======== TEXTAUSZUG ========
Mein problem is also die verarbeitung... ich weiß nich wie ich es hinbekommen soll dass die 12 werte von intMonatsumsatz addiert werden. Mit 12 verschiedenen variablen für die einzelnen monatsumsätze hätte ichs hinbekommen aber da wir die for-Schleife verwendern sollen geht das leider schlecht.

Ich hoffe und denke dass ihr mir helfen könnt da wir in der schule noch ziemlich am anfang mit java sind 
danke im vorraus, mfg Manu!


----------



## eRaaaa (3. Okt 2010)

Ist doch nichts anderes als:

int var = 0;
var = var + monatsumsatz1;
var = var + monatsumsatz2;
..... 
Das kannst du doch jetzt einfach in deiner Schleife machen.

oder auch als Kurzschreibweise:
var += monatsumsatz1;
var += monatsumsatz2;

Hoffe das hilft dir schon


----------



## x_Manuel_x (3. Okt 2010)
======== DATENAUSZUG ========
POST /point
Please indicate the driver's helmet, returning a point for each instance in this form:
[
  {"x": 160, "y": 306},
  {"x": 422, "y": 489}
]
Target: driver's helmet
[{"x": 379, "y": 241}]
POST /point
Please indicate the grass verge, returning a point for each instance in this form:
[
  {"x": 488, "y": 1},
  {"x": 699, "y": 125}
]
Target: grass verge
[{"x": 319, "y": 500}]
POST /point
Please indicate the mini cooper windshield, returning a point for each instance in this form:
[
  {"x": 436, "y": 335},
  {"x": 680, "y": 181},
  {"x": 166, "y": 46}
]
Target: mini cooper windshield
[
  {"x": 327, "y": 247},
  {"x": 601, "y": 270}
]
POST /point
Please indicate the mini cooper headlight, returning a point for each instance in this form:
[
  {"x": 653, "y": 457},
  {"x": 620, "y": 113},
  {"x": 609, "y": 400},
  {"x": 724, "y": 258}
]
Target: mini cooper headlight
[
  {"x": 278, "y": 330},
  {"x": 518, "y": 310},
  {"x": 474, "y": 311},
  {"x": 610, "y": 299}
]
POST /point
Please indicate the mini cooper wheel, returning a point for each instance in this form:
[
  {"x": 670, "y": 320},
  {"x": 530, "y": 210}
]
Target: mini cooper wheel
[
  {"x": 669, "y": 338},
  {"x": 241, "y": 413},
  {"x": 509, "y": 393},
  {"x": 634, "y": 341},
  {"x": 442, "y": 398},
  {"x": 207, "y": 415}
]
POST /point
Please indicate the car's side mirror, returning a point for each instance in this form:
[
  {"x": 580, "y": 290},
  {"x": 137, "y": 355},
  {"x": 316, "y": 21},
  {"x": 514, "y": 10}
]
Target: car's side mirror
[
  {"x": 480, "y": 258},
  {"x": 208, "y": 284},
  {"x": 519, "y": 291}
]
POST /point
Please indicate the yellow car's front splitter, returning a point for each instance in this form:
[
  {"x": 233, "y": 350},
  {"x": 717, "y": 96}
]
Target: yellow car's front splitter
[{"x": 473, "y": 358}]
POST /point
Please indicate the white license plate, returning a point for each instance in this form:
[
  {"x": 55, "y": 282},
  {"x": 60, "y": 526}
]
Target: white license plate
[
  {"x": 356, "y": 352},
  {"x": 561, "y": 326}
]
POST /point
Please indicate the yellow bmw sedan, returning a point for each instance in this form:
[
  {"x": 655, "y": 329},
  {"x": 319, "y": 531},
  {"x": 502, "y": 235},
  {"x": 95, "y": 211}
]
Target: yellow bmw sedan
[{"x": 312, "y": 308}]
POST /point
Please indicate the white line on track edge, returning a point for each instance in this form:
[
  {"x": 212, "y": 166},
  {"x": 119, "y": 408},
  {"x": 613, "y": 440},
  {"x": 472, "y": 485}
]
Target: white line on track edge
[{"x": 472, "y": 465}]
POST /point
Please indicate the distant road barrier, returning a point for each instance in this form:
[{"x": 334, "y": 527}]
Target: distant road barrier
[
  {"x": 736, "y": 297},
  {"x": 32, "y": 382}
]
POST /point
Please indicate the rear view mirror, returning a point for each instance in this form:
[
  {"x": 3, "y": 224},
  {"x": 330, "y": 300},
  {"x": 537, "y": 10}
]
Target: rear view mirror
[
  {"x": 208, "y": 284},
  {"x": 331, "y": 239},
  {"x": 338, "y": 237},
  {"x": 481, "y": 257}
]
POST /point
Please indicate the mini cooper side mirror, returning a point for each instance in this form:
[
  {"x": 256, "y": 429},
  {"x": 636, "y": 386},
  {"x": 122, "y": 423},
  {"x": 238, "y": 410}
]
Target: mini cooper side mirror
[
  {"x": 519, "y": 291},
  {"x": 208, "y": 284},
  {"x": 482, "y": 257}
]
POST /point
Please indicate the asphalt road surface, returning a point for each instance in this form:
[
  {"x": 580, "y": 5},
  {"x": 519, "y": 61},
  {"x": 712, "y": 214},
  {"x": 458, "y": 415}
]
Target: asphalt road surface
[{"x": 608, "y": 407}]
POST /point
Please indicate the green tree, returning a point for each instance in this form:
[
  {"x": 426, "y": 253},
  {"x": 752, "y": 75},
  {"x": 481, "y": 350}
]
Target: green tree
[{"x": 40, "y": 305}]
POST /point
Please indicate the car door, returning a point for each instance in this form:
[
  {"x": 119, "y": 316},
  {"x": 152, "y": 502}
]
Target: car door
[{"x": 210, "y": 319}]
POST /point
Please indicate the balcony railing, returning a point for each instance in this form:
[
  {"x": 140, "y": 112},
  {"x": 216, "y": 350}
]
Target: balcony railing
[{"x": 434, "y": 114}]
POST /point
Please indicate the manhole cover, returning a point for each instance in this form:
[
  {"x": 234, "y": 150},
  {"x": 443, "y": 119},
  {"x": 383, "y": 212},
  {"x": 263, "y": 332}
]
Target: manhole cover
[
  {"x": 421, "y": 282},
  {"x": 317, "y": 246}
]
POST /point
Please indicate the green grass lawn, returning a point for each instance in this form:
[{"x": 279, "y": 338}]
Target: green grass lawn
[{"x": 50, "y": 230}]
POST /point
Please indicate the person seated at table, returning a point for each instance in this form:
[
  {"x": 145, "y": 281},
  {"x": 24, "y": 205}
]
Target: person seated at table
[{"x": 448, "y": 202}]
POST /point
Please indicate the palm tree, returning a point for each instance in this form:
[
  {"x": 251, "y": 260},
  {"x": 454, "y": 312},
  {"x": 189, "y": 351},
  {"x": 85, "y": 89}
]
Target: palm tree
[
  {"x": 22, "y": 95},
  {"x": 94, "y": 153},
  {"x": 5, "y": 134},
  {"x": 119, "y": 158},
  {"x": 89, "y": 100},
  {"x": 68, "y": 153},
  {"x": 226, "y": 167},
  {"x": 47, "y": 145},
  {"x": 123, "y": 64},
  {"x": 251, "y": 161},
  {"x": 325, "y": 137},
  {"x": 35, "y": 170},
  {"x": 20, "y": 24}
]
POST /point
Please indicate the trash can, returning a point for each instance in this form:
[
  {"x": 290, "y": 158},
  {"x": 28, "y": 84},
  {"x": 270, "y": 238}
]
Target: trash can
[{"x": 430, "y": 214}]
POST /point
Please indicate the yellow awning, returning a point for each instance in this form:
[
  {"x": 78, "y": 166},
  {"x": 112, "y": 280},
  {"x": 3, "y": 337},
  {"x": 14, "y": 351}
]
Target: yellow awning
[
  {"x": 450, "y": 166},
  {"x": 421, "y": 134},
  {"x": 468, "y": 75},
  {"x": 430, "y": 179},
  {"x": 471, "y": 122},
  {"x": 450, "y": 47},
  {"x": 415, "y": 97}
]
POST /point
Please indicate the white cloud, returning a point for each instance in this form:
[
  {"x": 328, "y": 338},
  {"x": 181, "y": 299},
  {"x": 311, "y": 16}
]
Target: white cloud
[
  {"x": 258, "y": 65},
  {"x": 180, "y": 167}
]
========
Nenne alle Variablennamen, die im Textauszug vorkommen. Die Einträge sind eigenständiges Material und gehören nicht zum Textauszug.

intMonatsumsatz, var, monatsumsatz1, monatsumsatz2